» HOW TO COMPLETE THIS TASK:
Line by line, copy the data below exactly.

Natural-language object grounding data
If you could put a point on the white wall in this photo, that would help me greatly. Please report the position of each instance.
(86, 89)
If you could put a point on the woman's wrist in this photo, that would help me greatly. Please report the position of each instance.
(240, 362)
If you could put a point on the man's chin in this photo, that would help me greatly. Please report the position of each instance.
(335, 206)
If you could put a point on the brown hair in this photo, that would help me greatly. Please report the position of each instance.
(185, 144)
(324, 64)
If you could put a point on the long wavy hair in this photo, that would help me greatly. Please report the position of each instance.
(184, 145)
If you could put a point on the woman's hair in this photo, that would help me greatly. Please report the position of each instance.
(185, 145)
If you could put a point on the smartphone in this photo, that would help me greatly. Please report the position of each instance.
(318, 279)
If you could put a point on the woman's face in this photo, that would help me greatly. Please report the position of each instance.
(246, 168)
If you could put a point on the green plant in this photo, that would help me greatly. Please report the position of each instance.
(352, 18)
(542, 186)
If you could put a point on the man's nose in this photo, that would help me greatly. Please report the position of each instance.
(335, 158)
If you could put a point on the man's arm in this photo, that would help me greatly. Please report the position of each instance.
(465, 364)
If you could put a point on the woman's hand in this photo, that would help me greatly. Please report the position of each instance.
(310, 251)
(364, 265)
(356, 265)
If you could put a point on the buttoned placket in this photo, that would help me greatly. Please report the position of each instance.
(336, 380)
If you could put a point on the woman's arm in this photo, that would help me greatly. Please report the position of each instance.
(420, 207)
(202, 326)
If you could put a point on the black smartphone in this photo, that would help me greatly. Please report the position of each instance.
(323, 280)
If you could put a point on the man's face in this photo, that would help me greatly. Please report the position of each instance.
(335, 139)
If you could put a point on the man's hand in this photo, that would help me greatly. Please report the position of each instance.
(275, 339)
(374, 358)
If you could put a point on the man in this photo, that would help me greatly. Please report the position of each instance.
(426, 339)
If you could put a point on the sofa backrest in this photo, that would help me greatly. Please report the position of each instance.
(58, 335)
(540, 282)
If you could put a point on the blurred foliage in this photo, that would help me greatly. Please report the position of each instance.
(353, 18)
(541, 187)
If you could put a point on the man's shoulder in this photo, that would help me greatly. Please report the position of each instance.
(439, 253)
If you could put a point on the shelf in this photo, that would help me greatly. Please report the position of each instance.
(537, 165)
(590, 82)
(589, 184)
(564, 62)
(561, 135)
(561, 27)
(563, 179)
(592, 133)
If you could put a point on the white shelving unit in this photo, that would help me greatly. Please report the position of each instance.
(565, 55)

» FINISHED TASK:
If you could put a point on the white wall in this photo, that would help me greatly. Please report the position of each instance.
(86, 89)
If you could put a point on the woman's wrist in this photo, that would help me greatly. Please report the position of each instance.
(240, 362)
If you could put a point on the man's chin in this photo, that would help me greatly. Please report the position of each instance.
(335, 206)
If you could put a point on the brown hair in this photo, that would help me greatly. Please report the position of each instance.
(185, 144)
(324, 64)
If you could put a point on the long wavy hair in this photo, that would help me greatly. Please report the position of each instance.
(184, 145)
If you could put a point on the woman's hair in this photo, that would help me greatly. Please report the position of each instance.
(185, 145)
If you could put a point on the smartphone in this photo, that would help me greatly. Please report the position of each instance.
(318, 279)
If you could put a point on the woman's face in this photo, that would help me greatly. Please report the position of each instance.
(246, 168)
If you could put a point on the green plant in this photo, that would help me greatly. Please report the position of each instance.
(352, 18)
(542, 186)
If you could put a point on the man's nose in this photo, that would help me greatly. Please report the position of each instance.
(335, 158)
If you could put a point on the man's arm in this photo, that would help me greatly. Please report the position of each instance.
(465, 364)
If you could put a point on the woman's hand in this photo, that would help me greatly. Please report the position of each instance.
(310, 251)
(364, 265)
(356, 265)
If you could put a point on the buttoned placket in this photo, that would help me greatly. Please report the position of each instance.
(336, 380)
If you could put a point on the woman's arm in this photo, that would help me greatly. Please report the position of each instance.
(420, 207)
(202, 326)
If you could put a point on the black smartphone in this photo, that would help me greatly. Please report the position of each instance.
(323, 280)
If you could put a point on the man's face in this photo, that would help me greatly. Please report the position of each instance.
(335, 139)
If you could put a point on the man's hand in this photo, that would help me greatly. Please report the position of each instance.
(275, 339)
(374, 358)
If you could put a point on the man in this photo, that would help me greatly. Please report the position of each instance.
(426, 339)
If you could put a point on the sofa backrest in this photo, that would help me greatly. Please report the position of each instance.
(58, 335)
(540, 282)
If you could put a point on the blurred foliage in this photo, that would help me greatly. Please report the position of each instance.
(353, 18)
(541, 187)
If you could put a point on the man's shoulder in this photo, that would help me greatly. Please report the position of each instance.
(439, 253)
If you could put a point on the shelf in this photo, that would help me greatly. Please report the position of each instance.
(537, 165)
(590, 82)
(589, 184)
(564, 62)
(561, 135)
(561, 27)
(563, 179)
(592, 133)
If you could put a point on the white shelving unit in this photo, that would help me greatly. Please report the position of each instance.
(565, 55)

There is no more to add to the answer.